▶ PASSAGE SHOWN

______________________________

When I was in psychiatry residency, one of the consistent teachings we received was that we needed to learn to become comfortable with uncertainty. And that we had to transfer that idea to our patients, because life is uncertain. In later years, I wondered how much of that emphasis on uncertainty, coming from our Freudian teachers, had to do with the shortcoming of their knowledge; I think they misunderstood much of psychiatry. But it’s true; at some point, we reach the end of our knowledge, and the beginning of uncertainty. (My favorite philosopher Karl Jaspers talked a lot about this.)
It’s true that life is uncertain though, in a radical way. Though life is definitely uncertain, one of the things I learned in my psychiatric experience is that we have a lot more control over things than we seem to do. So much of psychiatric work is to get people to move their mindset from low control/low certainty to high control/low certainty. We can’t make life more predictable, but we can manage our reactions to it. This is a basic principle of the cognitive behavior movement, but also of a lot of the high quality self-help movement that is the basis of so-called positive psychology.
Sometimes we think we’re in a comfort zone, but that feeling may not be valid. We may think we have control, but it turns out we don’t. Or it may seem that things are certain, but they turn out not to be. As the cliché goes, the difference between being in a groove and being in a rut may be difficult to detect.
Life can go from being stressful to being exciting just by reorienting our attitude to uncertainty. It can be go from being comfortable but possibly false to being less comfortable but more authentic.

______________________________

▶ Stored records

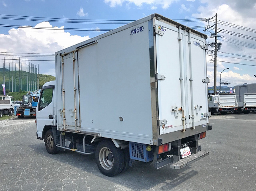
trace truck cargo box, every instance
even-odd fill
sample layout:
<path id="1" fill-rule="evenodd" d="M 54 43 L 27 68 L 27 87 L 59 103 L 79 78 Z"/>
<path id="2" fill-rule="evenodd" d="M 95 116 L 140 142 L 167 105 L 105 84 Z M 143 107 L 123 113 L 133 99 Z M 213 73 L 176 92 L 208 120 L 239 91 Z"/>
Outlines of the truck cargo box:
<path id="1" fill-rule="evenodd" d="M 208 123 L 206 36 L 152 19 L 56 53 L 60 130 L 157 144 Z"/>

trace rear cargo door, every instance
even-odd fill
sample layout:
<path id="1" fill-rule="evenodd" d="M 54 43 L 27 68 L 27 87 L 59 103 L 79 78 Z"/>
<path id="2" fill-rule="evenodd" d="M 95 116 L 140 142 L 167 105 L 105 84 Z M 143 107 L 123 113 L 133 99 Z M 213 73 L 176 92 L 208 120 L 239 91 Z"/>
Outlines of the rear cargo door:
<path id="1" fill-rule="evenodd" d="M 78 94 L 78 81 L 77 52 L 71 52 L 63 56 L 64 64 L 63 73 L 62 73 L 62 86 L 63 88 L 62 109 L 65 109 L 65 116 L 62 114 L 62 124 L 65 122 L 66 128 L 73 129 L 76 123 L 78 127 L 80 126 L 79 117 L 79 96 Z M 61 57 L 60 61 L 61 61 Z M 73 71 L 74 67 L 74 73 Z M 63 98 L 63 97 L 62 97 Z M 64 107 L 63 107 L 64 104 Z M 75 113 L 76 112 L 76 119 Z M 66 118 L 63 120 L 63 118 Z"/>
<path id="2" fill-rule="evenodd" d="M 179 37 L 176 26 L 158 20 L 156 27 L 159 122 L 167 121 L 160 126 L 160 134 L 192 127 L 192 115 L 194 126 L 207 123 L 207 84 L 202 82 L 206 76 L 205 50 L 200 47 L 204 39 L 191 34 L 190 59 L 188 32 L 181 30 Z"/>

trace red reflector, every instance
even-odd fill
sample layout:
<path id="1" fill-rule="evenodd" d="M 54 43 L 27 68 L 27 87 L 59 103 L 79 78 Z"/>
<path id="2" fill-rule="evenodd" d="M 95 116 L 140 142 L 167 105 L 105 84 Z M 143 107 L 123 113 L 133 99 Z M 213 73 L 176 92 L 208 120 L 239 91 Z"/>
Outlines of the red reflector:
<path id="1" fill-rule="evenodd" d="M 169 144 L 164 145 L 164 152 L 167 152 L 169 149 Z"/>
<path id="2" fill-rule="evenodd" d="M 164 152 L 164 146 L 160 145 L 158 147 L 158 154 L 161 154 Z"/>

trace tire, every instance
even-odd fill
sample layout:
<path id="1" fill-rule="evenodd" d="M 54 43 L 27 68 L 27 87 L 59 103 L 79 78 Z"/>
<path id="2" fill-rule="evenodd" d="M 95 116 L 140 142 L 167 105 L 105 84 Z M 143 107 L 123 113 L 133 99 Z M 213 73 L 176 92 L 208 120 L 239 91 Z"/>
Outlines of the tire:
<path id="1" fill-rule="evenodd" d="M 95 152 L 96 163 L 100 171 L 107 176 L 120 173 L 124 163 L 124 153 L 112 141 L 104 140 L 98 144 Z"/>
<path id="2" fill-rule="evenodd" d="M 121 173 L 124 172 L 129 168 L 129 161 L 130 161 L 130 150 L 129 148 L 124 149 L 123 150 L 124 156 L 124 167 Z"/>
<path id="3" fill-rule="evenodd" d="M 54 139 L 53 134 L 51 129 L 49 129 L 45 134 L 44 143 L 47 152 L 51 154 L 57 153 L 57 148 Z"/>

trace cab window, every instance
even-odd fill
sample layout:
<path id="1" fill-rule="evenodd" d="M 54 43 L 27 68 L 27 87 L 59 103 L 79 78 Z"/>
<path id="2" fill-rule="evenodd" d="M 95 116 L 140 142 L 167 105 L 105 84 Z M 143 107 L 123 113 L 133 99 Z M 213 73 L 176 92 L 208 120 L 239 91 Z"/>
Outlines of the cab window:
<path id="1" fill-rule="evenodd" d="M 44 89 L 41 91 L 38 105 L 38 111 L 42 110 L 52 102 L 53 93 L 52 87 Z"/>

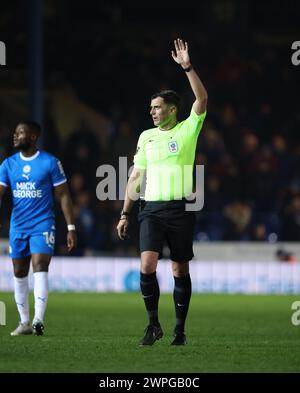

______________________________

▶ EXERCISE DIRECTIONS
Can you quote the whole passage on uncertainty above, word for word?

▶ RESPONSE
When I was in psychiatry residency, one of the consistent teachings we received was that we needed to learn to become comfortable with uncertainty. And that we had to transfer that idea to our patients, because life is uncertain. In later years, I wondered how much of that emphasis on uncertainty, coming from our Freudian teachers, had to do with the shortcoming of their knowledge; I think they misunderstood much of psychiatry. But it’s true; at some point, we reach the end of our knowledge, and the beginning of uncertainty. (My favorite philosopher Karl Jaspers talked a lot about this.)
It’s true that life is uncertain though, in a radical way. Though life is definitely uncertain, one of the things I learned in my psychiatric experience is that we have a lot more control over things than we seem to do. So much of psychiatric work is to get people to move their mindset from low control/low certainty to high control/low certainty. We can’t make life more predictable, but we can manage our reactions to it. This is a basic principle of the cognitive behavior movement, but also of a lot of the high quality self-help movement that is the basis of so-called positive psychology.
Sometimes we think we’re in a comfort zone, but that feeling may not be valid. We may think we have control, but it turns out we don’t. Or it may seem that things are certain, but they turn out not to be. As the cliché goes, the difference between being in a groove and being in a rut may be difficult to detect.
Life can go from being stressful to being exciting just by reorienting our attitude to uncertainty. It can be go from being comfortable but possibly false to being less comfortable but more authentic.